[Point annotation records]
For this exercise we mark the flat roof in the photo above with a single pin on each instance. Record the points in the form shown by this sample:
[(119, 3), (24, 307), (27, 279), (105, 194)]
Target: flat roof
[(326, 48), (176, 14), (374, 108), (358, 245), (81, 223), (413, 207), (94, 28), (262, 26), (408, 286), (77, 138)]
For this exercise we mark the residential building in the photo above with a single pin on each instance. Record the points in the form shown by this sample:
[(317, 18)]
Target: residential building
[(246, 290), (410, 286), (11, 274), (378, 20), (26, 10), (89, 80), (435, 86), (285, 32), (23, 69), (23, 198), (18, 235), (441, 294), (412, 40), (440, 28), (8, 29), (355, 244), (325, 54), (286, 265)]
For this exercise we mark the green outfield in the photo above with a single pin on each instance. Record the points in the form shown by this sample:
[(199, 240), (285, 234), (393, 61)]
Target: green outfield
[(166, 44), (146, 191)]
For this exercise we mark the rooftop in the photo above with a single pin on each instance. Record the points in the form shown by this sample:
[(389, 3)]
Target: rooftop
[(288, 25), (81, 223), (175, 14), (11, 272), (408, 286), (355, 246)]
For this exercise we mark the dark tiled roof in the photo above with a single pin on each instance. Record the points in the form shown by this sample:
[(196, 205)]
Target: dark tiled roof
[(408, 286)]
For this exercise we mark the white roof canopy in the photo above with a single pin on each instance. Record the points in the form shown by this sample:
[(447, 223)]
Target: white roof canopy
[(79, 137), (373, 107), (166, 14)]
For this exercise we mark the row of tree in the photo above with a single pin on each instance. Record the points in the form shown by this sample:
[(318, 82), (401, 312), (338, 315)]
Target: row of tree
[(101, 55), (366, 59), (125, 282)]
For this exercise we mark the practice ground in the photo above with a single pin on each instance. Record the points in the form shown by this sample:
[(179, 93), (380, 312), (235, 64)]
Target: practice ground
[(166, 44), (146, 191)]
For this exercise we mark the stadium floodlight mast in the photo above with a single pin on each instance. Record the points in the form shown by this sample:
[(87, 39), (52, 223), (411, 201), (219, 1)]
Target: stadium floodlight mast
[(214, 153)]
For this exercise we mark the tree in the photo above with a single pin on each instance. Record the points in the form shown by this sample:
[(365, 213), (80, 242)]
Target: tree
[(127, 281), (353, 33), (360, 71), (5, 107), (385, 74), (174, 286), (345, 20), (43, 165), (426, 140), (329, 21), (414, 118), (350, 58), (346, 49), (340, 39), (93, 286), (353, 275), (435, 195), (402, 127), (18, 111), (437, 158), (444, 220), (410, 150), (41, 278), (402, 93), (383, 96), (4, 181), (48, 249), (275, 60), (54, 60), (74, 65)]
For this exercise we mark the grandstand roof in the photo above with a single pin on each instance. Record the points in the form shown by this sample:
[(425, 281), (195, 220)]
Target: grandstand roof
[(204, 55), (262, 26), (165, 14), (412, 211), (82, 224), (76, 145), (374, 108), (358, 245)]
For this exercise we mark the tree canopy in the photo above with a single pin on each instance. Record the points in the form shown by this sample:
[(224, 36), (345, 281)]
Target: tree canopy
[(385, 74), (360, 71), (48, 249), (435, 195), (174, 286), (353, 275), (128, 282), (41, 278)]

Exercise prompt>
In the part of the material that opens with the line containing "For this exercise we mark the dark" and closes with the line containing "[(101, 55), (366, 59), (125, 282)]", switch "single pin" to "single marker" and leave everything else unchanged. Give back only those lines.

Response to this exercise>
For this exercise we mark the dark tiled roof in the photo above with a single marker on each instance. Record the points in the form shown by this sample:
[(196, 205)]
Target: dark tiled roof
[(408, 286)]
For this exercise we mark the white roof canopy in the photo above with a single marker on each instance. Record the points in the form shown by this sample:
[(447, 223)]
Target: white roof canopy
[(79, 137), (373, 107), (166, 14)]
For this exercise we mark the row of tree in the photo above with a single marker on each instance. Record the points in the form shown by this sample:
[(318, 82), (401, 312), (338, 315)]
Target: row of tree
[(101, 55), (366, 59), (125, 282)]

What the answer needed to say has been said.